:: O QUE FAZER ::
Repita, tal como está no texto sobre o referendo do aborto, o trecho que começa em "No plano da" e segue até "contra o aborto.".

:: TRECHO DA FONTE ::
┏━━

Esse plano é o da comparação entre a vida humana duma Pessoa individual e social, feita e com biografia e projectos – a cidadã-mulher-pessoa que engravida – e a vida no sentido lato que o embrião é. A primeira pré-existe ao embrião; o embrião «acontece» no seu corpo; e ela tem que pesar os prós e contras da consequência de ter um(a) filho(a); a segunda «existe» num plano potencial, passivo e abstracto. É por isto que o referendo não é – no plano cultural, não no da formulação da pergunta – sobre a vida. É, nesse plano cultural, sobre a Pessoa.

No plano da pergunta que é colocada aos eleitores e às eleitoras, o referendo é sobre a despenalização, não invalidando a punição do aborto feito depois das 10 semanas (tem que haver sempre uma fronteira, por arbitrária que possa parecer nos casos ambíguos – 10 semanas e 1 dia –, exactamente como na idade do consentimento, por exemplo – x anos e um dia). Não invalida tão-pouco que continue a existir o problema moral e ético referido acima. Problema ético e moral que deve ser resolvido pela consciência de cada uma das Pessoas autónomas que se vejam confrontadas com o problema. Incluindo as mulheres que, ganhando o «Sim», nunca serão obrigadas a interromper a gravidez (mas é mesmo preciso explicar isto?) se forem radicalmente contra o aborto.

Posto isto, confesso que me impressiona a facilidade com que quase toda a gente, de um lado e outro, parece censurar o discurso sobre o corpo feminino e a soberania de cada mulher sobre ele. Faz-me impressão que o lado do «Não» consiga fazer passar a mensagem de que esse discurso é «feminista» logo «extremista». Que o outro lado aceite estes termos, como geralmente aceita através do silêncio, mais parece indiciador do atraso cívico do país e dos seus movimentos sociais. É que o discurso sobre a soberania da Pessoa sobre o seu corpo nada tem de extremista – é pura e simplesmente o resultado de uma visão moderna e liberal sobre a autonomia dos indivíduos. Extremista e ultrapassado é o discurso sobre a maternidade forçada como fado e destino.

┗━━

:: EXCERTOS DOS DADOS ::
┏━━

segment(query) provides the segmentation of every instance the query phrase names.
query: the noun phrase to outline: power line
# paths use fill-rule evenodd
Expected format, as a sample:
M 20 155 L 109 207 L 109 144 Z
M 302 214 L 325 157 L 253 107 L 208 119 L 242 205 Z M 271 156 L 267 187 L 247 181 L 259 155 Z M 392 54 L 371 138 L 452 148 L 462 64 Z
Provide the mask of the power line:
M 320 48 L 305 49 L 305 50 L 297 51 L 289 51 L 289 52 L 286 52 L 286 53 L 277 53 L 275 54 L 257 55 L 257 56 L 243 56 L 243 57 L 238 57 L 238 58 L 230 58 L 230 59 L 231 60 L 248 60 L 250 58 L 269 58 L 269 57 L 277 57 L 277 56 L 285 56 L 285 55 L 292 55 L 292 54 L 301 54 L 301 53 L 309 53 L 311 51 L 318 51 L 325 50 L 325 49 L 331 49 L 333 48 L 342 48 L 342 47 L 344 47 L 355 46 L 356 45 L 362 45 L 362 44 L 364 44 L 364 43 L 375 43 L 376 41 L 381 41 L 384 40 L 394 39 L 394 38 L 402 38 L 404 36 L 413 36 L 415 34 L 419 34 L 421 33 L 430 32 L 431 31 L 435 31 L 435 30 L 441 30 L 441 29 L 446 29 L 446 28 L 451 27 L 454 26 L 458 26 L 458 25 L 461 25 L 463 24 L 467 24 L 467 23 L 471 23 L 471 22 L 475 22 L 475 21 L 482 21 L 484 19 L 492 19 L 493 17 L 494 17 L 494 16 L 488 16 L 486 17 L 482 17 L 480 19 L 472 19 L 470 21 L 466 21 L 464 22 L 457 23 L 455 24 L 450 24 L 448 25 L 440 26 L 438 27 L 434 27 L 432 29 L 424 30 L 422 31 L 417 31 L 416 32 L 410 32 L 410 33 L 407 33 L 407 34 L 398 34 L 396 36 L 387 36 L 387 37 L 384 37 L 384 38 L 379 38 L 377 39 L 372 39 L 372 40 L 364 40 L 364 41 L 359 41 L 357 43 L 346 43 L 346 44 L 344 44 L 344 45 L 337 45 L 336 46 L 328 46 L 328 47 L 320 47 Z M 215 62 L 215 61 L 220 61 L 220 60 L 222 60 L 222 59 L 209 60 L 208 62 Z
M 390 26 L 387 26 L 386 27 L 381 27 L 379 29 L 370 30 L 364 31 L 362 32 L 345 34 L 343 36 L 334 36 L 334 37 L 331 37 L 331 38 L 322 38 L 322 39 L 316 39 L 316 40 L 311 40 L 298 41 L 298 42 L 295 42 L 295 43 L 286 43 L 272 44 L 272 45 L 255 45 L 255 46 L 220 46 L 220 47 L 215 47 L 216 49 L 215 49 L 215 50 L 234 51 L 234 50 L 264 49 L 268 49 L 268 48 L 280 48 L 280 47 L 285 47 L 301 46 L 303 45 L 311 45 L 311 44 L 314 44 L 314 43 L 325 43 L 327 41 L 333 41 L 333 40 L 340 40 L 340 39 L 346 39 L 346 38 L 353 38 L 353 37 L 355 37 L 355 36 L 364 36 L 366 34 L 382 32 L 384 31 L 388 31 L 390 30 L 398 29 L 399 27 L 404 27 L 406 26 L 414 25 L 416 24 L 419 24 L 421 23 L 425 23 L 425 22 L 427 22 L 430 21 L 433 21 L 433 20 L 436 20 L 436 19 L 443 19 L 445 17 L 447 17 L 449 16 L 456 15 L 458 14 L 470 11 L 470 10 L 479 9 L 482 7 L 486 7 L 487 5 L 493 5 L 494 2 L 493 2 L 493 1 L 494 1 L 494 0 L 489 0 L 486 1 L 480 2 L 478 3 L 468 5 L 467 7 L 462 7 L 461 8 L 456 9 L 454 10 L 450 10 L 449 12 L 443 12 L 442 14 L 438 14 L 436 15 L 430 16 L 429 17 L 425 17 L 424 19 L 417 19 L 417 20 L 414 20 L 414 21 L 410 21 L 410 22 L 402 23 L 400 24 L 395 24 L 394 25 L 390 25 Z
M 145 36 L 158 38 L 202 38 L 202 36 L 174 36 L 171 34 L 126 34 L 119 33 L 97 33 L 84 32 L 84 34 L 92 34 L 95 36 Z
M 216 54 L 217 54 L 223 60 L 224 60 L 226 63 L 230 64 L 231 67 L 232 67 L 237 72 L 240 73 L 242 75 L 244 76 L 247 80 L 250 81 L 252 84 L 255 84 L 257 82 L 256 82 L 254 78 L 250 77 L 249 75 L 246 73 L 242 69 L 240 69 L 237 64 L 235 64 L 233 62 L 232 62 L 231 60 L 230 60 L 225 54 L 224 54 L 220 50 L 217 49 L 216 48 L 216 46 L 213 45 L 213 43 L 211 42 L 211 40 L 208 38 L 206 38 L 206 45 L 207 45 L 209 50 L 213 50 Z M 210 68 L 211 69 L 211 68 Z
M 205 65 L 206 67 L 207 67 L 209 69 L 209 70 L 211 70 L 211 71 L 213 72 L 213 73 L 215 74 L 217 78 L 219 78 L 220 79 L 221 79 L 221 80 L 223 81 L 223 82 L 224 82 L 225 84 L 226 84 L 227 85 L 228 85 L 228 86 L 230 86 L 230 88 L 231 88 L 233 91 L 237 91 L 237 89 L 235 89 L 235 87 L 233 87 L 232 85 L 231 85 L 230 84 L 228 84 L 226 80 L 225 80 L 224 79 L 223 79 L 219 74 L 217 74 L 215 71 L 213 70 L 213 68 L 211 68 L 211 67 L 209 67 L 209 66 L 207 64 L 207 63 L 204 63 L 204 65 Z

┗━━

:: RESULTADO DA TAREFA ::
No plano da pergunta que é colocada aos eleitores e às eleitoras, o referendo é sobre a despenalização, não invalidando a punição do aborto feito depois das 10 semanas (tem que haver sempre uma fronteira, por arbitrária que possa parecer nos casos ambíguos – 10 semanas e 1 dia –, exactamente como na idade do consentimento, por exemplo – x anos e um dia). Não invalida tão-pouco que continue a existir o problema moral e ético referido acima. Problema ético e moral que deve ser resolvido pela consciência de cada uma das Pessoas autónomas que se vejam confrontadas com o problema. Incluindo as mulheres que, ganhando o «Sim», nunca serão obrigadas a interromper a gravidez (mas é mesmo preciso explicar isto?) se forem radicalmente contra o aborto.